[[ Data for analysis open ]]

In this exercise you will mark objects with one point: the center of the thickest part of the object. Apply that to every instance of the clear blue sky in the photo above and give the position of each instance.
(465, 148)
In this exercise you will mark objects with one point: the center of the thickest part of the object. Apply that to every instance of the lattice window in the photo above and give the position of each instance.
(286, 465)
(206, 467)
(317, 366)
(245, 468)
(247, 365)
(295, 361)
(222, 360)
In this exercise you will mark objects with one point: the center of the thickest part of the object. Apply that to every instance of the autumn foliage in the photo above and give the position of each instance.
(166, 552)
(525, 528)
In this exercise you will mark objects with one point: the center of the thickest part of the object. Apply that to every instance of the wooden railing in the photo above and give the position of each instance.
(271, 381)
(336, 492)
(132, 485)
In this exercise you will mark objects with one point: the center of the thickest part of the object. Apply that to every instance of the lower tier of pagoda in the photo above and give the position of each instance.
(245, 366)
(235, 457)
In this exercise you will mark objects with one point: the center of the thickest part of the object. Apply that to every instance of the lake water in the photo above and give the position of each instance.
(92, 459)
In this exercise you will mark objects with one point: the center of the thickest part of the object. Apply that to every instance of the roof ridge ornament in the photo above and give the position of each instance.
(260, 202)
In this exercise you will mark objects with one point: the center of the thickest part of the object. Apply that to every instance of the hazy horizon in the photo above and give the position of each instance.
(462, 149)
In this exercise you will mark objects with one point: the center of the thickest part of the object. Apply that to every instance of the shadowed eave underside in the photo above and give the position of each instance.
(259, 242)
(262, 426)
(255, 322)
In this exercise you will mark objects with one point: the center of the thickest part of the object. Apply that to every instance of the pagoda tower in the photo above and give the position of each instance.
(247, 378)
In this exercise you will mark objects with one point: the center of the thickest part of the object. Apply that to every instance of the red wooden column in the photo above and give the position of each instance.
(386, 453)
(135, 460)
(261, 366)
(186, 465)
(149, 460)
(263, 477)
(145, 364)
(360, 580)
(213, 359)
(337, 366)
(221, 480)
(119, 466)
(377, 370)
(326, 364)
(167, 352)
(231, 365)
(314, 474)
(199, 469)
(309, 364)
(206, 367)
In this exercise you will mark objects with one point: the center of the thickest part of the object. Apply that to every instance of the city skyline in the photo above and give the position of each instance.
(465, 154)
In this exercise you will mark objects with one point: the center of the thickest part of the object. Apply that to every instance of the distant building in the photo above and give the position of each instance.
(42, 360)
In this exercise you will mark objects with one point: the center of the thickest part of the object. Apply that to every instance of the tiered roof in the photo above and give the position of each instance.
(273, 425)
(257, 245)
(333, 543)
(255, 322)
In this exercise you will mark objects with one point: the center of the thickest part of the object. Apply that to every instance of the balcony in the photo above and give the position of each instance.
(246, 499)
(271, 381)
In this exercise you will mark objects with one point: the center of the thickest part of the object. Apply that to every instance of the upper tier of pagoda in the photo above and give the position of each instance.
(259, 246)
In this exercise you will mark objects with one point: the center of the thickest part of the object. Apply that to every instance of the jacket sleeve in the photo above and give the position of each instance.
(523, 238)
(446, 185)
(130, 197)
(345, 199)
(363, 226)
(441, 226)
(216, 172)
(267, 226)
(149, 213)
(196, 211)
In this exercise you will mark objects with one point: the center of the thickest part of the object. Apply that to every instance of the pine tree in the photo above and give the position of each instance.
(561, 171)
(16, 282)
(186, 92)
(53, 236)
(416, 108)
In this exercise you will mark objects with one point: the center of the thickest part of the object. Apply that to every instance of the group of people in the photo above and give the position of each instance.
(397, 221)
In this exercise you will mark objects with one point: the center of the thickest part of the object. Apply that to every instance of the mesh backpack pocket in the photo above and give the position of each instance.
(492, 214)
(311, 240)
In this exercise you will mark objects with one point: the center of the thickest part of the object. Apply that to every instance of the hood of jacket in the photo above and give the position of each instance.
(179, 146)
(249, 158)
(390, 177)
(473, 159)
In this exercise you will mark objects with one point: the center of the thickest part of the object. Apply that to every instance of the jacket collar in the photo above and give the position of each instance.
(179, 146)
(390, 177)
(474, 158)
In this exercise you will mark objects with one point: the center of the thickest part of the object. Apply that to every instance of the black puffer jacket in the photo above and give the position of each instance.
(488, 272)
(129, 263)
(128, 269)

[[ Data for analysis closed ]]

▸ Action item
When you reach the end of the listing, print it again in full, exactly as given.

▸ Result
In this exercise you will mark objects with one point: the center of the thickest part of the object. Apply that to every instance of the clear blue sky in the photo above and give the position of each instance.
(465, 148)
In this exercise you will mark objects with one point: the center of the thickest part of the object. Apply that to every instance of the lattice window in the photo above and give the position of each instance.
(286, 465)
(206, 467)
(317, 366)
(245, 468)
(247, 365)
(295, 361)
(222, 360)
In this exercise you will mark objects with one point: the center of the thickest part of the object. Apply that to every instance of the autumn foliage in the photo above and give the position of each instance.
(166, 552)
(525, 528)
In this exercise you will mark objects with one point: the center of the thickest part of the object. Apply that to every instance of the wooden railing in the photo above and give the position of each instance.
(271, 381)
(336, 492)
(132, 485)
In this exercise you will mark objects with one point: the center of the thickest part of the object. Apply that to every instance of the lower tier of pagoda in the photo above and give the position of each instance.
(245, 366)
(235, 457)
In this exercise you will mark objects with one point: the center of the thickest part of the object. Apply that to every instance of the lake water in the photo above and give the position of each instance.
(92, 459)
In this exercise you will mark objects with one point: the center of the thickest part of the object. Apply that to every instance of the roof ridge ornament in the photo above and give the position of each instance.
(260, 202)
In this exercise you will mark objects with one point: the center of the thickest part of the object. Apply that to every instance of the hazy horizon in the photo above and give the position of each instance.
(462, 149)
In this exercise you will mark objects with one point: the center of the thickest part of the object. Apply that to every instance of the shadowed eave underside in the photo above and give the position of each instance.
(259, 242)
(262, 426)
(255, 322)
In this exercise you will mark objects with one point: the center of the thickest part of the object. Apply that to every instance of the pagoda tower in the photo above and give the position of each instance.
(247, 378)
In this exercise you will mark objects with one point: the center of the thickest part of the object. Apply that to every instance of the red wooden column in the photo above and give the position of each instance.
(386, 453)
(135, 460)
(261, 366)
(186, 465)
(149, 460)
(263, 477)
(145, 364)
(360, 580)
(213, 359)
(337, 366)
(221, 480)
(119, 466)
(377, 370)
(326, 364)
(167, 352)
(231, 365)
(314, 474)
(199, 469)
(309, 364)
(206, 367)
In this exercise you will mark objects with one point: the center of the thickest part of the object. Apply that to every instance of the city skyline in the photo above and give the position of each instance.
(465, 154)
In this exercise you will mark objects with one point: the center of the thickest part of the object. Apply that to every instance of the distant building in the photo above and give the position of each instance.
(42, 360)
In this exercise you will mark objects with one point: the center of the thickest part of the object. Apply that to every instance of the tiered roof in the photo above and give the position of each instance.
(273, 425)
(257, 245)
(333, 543)
(255, 322)
In this exercise you will mark objects with one point: the center of the thickest part of the object. Apply that to every instance of the balcony in the photo above and give the position of each instance.
(246, 499)
(271, 381)
In this exercise you will mark objects with one point: the center of the thickest part of the object. Apply that to every instance of the upper tier of pagoda in the photo above and give the position of each instance.
(259, 246)
In this exercise you will mark objects with one point: the center of the thickest part of the object. Apply that to every instance of the jacket sleeve in the photo above and give the position of each instance.
(523, 238)
(446, 185)
(130, 197)
(345, 199)
(363, 226)
(441, 226)
(216, 172)
(267, 226)
(149, 213)
(196, 211)
In this exercise you will mark objects with one point: the center of the thickest part of the object. Apply that to every instance of the pine tree in the photo above and give the position of each instance.
(561, 171)
(16, 282)
(186, 92)
(53, 236)
(416, 108)
In this exercise you will mark objects with one point: the center of the thickest part of the object. Apply that to every instance of the group of people in the photo above and give the position of each instance.
(397, 221)
In this exercise you will mark objects with one point: the center of the thickest part of the object. Apply that to every instance of the mesh backpack pocket in the photo above and give the position of each instance.
(492, 214)
(311, 240)
In this exercise you will mark objects with one point: the center of the thickest part of the object. Apply that to every instance of the hood of jacket in the photo above and give the position of each instance.
(179, 146)
(249, 158)
(390, 177)
(473, 159)
In this exercise you will mark objects with one point: the center of the thickest part of the object. Apply that to every instance of the jacket collar in the photo above and give the position of each instance.
(179, 146)
(390, 177)
(474, 158)
In this exercise you will mark objects with one point: the center of the thickest part of the object. Apply that to every instance of the black puffer jacket in the photo above and give the position of each instance.
(488, 272)
(129, 263)
(128, 269)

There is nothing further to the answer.